→ **Required actions**
**1.** In the post on preaching, what kind of student does the writer say they are?
**2.** Reproduce the part of the post on preaching that starts at "Barthian Exegetical Praxis" and ends at "of the gospel.".

→ **Supplied text**
Barthian Exegetical Praxis (aka "Preaching")

Since about the middle of summer, I've been trying actively to follow and respond to the pericopes of the church year. Now, I wouldn't call most of what I do here "preaching" in the proper sense -- there's too much of instruction in it to be wholly words of life (much less holy words of life). But it is what comes before preaching, as reflection and attempted application practiced upon the texts. And in it I try to do what preaching must do: be of service to the church as it goes about living into and out of the gospel.

As a lay doctoral student I do not belong to the order of the ministry of Word and Sacrament. I rejoice in the service of those who are so ordained, but it is not my calling. As a theologian (even if a journeyman at present), I belong to those who are so called, as much as both I and they belong to the body of the church as organs of it. To the extent that there is a clerical division of labor in the church, it is my job to serve the laity, and to help the clergy serve the laity likewise. Because the "laity" are nothing but the laos theou, and the servants of the people of God are likewise laïkos.

→ **Data listing**
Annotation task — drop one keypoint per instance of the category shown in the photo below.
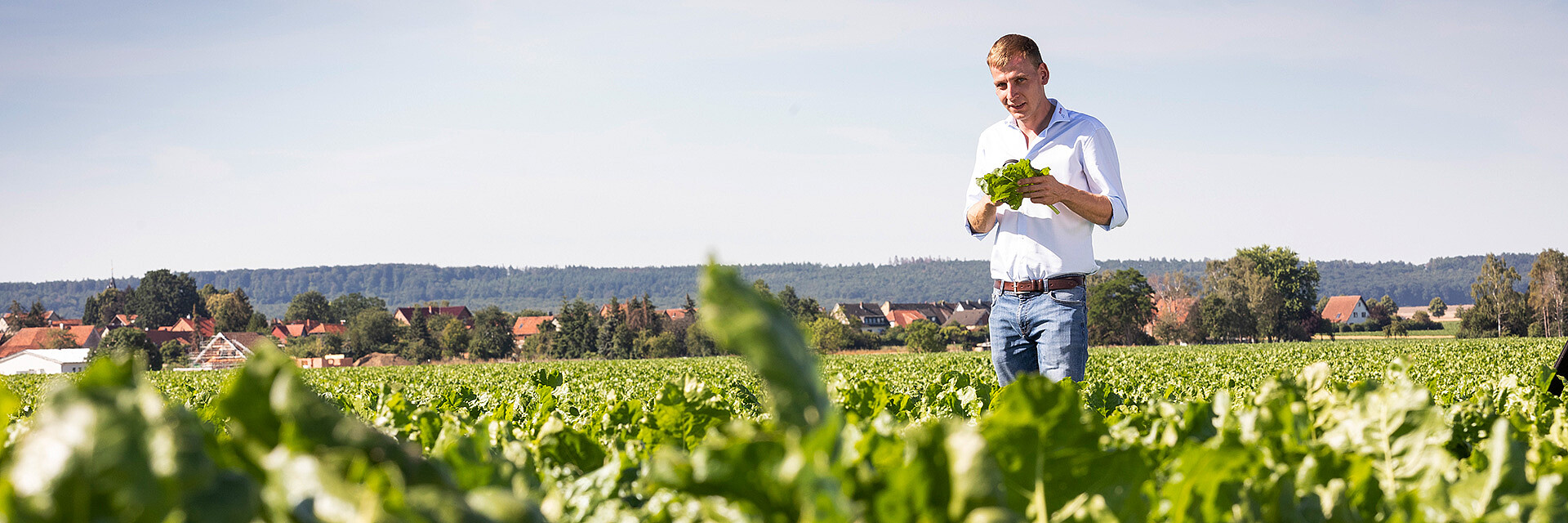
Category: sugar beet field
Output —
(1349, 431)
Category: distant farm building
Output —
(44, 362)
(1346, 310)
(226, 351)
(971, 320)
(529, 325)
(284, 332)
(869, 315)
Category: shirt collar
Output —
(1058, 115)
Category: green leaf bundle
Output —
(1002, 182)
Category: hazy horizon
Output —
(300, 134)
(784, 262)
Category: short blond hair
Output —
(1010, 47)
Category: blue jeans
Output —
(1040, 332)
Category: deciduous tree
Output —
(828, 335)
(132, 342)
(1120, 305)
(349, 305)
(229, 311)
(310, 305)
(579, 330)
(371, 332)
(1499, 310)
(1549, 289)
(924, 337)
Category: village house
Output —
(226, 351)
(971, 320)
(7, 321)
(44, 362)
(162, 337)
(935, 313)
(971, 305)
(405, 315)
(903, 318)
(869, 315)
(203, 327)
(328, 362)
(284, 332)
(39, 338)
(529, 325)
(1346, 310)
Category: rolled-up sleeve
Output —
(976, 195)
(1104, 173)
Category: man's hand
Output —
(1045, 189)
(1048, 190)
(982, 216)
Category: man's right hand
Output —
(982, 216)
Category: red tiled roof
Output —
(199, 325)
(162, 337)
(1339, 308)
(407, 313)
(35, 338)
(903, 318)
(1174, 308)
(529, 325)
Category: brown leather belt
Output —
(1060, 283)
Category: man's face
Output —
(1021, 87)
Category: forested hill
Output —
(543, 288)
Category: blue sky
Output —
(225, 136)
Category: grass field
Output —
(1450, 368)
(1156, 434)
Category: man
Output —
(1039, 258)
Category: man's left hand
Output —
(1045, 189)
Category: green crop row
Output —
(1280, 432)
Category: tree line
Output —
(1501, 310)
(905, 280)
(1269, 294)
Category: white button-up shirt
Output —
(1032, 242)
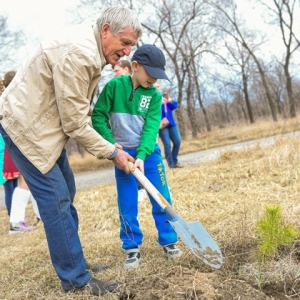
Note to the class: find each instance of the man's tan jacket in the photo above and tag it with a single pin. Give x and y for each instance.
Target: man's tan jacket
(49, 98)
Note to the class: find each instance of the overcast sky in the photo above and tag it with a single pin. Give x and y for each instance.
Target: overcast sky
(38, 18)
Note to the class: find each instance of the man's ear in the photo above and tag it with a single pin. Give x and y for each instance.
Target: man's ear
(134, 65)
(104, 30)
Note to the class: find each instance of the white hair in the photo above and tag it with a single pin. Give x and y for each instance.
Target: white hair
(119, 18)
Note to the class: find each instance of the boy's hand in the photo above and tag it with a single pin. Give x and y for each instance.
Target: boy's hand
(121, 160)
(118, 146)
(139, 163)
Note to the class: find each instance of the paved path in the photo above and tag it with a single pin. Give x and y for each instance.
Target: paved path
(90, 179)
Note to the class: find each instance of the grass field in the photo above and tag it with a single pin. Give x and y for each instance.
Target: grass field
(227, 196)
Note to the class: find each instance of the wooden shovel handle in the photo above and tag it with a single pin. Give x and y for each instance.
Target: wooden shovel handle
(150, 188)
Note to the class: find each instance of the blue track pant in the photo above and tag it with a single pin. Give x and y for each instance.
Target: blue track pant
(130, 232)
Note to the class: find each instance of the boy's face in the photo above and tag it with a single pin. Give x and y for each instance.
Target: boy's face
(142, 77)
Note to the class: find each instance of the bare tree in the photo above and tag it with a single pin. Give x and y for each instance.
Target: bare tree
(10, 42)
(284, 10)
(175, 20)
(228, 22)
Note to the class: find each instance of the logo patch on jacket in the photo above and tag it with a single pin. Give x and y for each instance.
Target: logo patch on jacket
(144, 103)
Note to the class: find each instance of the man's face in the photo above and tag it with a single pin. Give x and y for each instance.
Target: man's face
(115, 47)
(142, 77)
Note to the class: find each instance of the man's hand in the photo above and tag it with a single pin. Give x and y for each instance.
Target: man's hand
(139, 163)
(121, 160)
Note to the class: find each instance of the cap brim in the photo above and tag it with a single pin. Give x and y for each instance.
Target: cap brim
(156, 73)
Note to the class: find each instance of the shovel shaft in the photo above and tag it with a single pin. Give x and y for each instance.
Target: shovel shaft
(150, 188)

--

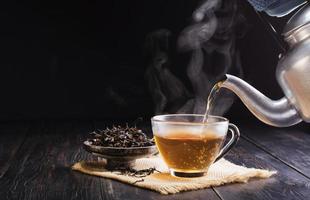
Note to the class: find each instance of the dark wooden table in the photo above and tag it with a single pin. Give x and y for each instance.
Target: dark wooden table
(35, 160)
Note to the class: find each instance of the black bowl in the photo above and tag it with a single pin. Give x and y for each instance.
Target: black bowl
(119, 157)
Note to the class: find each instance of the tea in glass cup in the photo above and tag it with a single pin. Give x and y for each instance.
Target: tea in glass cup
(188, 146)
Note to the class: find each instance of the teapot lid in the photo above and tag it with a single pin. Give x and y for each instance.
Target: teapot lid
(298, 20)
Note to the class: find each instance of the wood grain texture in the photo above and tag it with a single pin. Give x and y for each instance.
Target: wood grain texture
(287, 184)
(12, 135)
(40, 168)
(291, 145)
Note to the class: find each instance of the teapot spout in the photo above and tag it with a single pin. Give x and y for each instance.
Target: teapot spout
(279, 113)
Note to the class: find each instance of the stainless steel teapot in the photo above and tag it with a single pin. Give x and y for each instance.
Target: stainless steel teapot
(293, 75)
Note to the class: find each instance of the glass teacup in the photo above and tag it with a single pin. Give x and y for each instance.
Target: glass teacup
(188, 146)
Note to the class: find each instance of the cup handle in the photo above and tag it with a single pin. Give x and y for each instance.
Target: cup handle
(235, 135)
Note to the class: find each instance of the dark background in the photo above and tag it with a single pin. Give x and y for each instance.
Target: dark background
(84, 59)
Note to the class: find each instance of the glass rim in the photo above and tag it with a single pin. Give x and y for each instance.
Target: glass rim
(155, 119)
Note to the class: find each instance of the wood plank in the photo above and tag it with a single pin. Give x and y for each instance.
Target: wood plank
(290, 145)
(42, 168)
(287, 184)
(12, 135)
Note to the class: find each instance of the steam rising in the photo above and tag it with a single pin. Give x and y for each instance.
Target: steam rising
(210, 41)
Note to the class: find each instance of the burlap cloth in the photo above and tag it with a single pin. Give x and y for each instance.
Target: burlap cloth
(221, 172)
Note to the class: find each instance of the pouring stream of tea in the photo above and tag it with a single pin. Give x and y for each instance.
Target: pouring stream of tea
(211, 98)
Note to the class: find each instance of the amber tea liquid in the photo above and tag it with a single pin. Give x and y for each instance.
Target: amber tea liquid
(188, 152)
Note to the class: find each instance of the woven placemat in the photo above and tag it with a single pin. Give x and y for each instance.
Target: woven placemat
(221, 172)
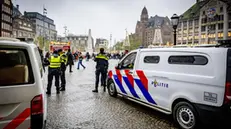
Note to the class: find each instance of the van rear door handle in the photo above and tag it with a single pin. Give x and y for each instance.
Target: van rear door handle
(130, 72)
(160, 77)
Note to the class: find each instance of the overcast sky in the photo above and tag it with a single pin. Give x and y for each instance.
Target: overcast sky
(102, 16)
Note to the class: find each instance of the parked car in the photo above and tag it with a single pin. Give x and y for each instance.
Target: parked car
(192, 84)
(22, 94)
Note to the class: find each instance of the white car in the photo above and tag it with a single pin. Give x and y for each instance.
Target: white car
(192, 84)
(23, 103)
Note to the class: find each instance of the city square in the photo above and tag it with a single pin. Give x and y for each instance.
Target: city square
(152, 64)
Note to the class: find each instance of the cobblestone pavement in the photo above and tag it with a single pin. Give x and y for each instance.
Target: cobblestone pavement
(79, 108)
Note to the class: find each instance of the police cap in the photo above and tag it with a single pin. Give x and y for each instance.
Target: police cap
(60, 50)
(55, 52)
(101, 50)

--

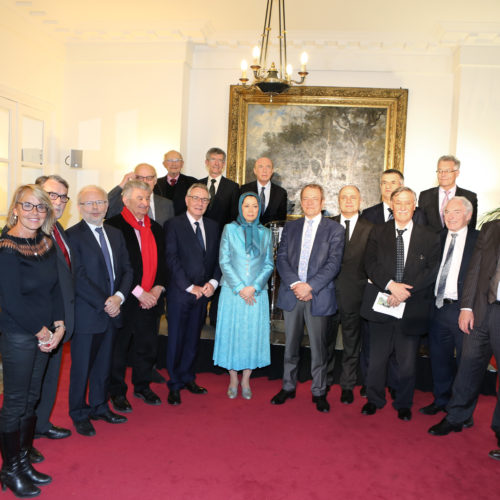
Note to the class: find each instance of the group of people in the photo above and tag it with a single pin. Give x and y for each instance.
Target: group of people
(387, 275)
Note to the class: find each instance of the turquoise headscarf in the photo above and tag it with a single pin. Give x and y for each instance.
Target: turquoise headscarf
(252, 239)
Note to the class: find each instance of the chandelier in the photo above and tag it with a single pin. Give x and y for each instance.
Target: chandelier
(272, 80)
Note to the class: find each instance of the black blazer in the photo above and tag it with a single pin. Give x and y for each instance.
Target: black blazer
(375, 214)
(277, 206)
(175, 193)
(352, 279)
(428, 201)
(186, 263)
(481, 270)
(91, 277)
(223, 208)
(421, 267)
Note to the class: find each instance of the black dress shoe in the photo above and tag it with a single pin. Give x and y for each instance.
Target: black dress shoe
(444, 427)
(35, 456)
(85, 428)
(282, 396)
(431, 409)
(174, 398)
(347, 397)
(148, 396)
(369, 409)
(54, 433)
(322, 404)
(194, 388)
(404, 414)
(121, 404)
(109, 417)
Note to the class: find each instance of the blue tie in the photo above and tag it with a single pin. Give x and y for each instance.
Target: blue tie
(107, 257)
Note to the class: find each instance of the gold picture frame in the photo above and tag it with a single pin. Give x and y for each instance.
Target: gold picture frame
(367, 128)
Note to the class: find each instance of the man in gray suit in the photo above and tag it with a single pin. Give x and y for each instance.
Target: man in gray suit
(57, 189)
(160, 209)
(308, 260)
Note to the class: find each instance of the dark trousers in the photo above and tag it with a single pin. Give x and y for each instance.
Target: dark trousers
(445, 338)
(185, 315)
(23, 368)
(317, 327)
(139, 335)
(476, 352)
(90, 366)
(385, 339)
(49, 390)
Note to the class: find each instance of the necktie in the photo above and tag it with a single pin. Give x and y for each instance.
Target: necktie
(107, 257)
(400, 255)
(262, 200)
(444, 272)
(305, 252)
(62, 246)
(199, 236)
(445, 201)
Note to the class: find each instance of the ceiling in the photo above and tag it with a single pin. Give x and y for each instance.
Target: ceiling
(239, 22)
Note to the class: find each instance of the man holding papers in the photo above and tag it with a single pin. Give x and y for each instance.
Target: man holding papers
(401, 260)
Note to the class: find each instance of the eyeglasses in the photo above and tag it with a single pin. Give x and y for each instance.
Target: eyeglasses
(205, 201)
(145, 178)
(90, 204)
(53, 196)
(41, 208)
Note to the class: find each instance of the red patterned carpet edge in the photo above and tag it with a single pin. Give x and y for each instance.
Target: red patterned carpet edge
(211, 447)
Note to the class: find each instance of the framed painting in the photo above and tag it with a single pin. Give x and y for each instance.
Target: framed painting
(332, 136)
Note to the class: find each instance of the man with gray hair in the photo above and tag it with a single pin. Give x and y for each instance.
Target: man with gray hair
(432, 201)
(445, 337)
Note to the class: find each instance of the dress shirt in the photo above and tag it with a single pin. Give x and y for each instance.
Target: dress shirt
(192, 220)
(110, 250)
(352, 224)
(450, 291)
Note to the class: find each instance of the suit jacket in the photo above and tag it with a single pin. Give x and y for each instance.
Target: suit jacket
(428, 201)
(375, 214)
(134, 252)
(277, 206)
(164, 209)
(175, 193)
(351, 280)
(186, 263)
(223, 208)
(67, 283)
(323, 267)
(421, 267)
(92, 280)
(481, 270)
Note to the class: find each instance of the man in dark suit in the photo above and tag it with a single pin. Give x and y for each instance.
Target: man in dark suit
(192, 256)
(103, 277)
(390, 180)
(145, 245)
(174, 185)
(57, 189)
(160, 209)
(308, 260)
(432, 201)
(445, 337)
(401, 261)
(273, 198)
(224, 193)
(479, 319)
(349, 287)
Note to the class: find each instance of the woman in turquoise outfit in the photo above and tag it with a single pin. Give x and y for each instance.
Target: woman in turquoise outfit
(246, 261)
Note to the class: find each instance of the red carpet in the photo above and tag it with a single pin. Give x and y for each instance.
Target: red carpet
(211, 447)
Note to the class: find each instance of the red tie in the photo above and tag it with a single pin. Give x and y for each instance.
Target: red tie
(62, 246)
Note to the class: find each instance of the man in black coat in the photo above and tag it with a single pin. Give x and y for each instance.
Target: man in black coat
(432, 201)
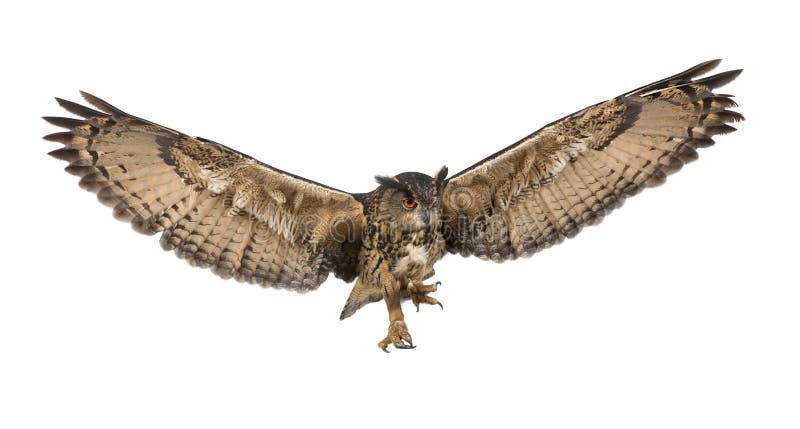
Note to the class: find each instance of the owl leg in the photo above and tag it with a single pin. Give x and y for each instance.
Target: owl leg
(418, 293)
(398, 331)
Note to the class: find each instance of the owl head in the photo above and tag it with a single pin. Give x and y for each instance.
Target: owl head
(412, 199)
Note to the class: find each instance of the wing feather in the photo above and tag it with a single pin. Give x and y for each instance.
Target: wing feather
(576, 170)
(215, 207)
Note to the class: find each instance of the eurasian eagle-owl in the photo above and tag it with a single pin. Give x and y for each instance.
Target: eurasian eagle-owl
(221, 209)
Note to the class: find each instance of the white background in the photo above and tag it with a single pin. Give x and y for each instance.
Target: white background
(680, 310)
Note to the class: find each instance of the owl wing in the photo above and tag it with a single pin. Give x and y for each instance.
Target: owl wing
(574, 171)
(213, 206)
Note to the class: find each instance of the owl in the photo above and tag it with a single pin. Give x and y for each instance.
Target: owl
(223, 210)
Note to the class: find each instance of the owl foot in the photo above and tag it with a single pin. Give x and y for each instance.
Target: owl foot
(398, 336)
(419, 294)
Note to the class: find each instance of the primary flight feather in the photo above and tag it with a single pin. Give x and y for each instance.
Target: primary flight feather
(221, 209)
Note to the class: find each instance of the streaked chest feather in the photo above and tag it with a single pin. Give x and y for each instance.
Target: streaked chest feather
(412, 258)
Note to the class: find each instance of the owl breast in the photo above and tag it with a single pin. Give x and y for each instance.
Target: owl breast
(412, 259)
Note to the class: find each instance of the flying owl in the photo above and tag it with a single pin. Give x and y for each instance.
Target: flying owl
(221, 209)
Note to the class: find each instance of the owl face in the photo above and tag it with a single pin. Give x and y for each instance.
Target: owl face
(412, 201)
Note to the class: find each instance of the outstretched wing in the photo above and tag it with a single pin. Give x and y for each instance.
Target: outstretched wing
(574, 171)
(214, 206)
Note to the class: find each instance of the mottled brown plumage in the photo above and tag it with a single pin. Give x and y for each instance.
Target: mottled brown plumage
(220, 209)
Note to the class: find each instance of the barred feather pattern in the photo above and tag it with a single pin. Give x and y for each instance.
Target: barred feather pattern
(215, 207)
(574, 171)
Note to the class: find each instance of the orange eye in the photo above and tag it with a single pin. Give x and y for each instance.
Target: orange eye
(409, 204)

→ **Your responses**
**1.** A lay doctoral student.

**2.**
Barthian Exegetical Praxis (aka "Preaching")

Since about the middle of summer, I've been trying actively to follow and respond to the pericopes of the church year. Now, I wouldn't call most of what I do here "preaching" in the proper sense -- there's too much of instruction in it to be wholly words of life (much less holy words of life). But it is what comes before preaching, as reflection and attempted application practiced upon the texts. And in it I try to do what preaching must do: be of service to the church as it goes about living into and out of the gospel.